Objective: Rewrite the records below, renaming "player's arm" as "athlete's arm" and keeping every other line the same. Leave the pictures out of your answer.

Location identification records
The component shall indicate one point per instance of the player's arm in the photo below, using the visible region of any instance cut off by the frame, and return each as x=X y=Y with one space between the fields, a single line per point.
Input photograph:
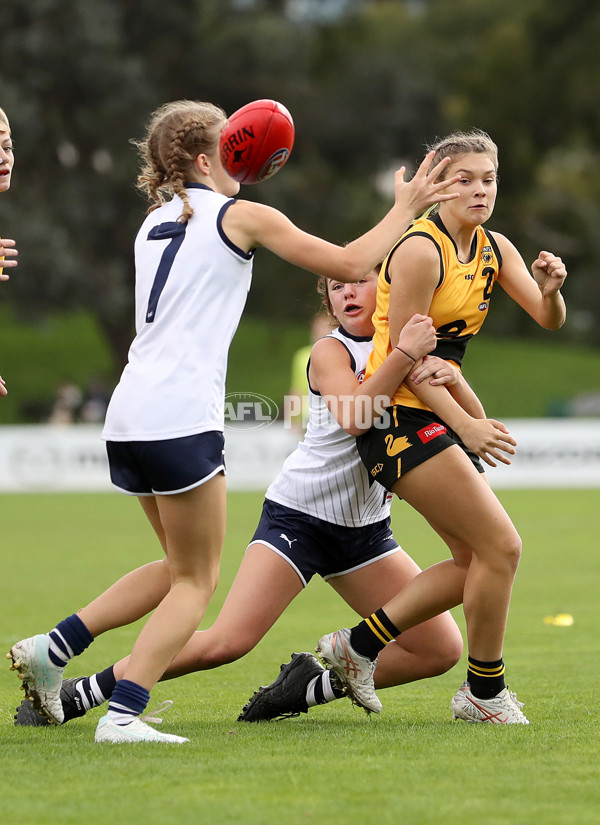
x=414 y=269
x=8 y=256
x=354 y=405
x=438 y=372
x=488 y=438
x=250 y=225
x=538 y=293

Response below:
The component shall indicate one point per instance of the athlete's arm in the photo below, using the visible region of any instance cut off by the frame, and return each as x=X y=Y with one space between the fields, a single line per point.
Input photograph:
x=414 y=269
x=8 y=256
x=354 y=405
x=438 y=372
x=488 y=438
x=250 y=225
x=538 y=293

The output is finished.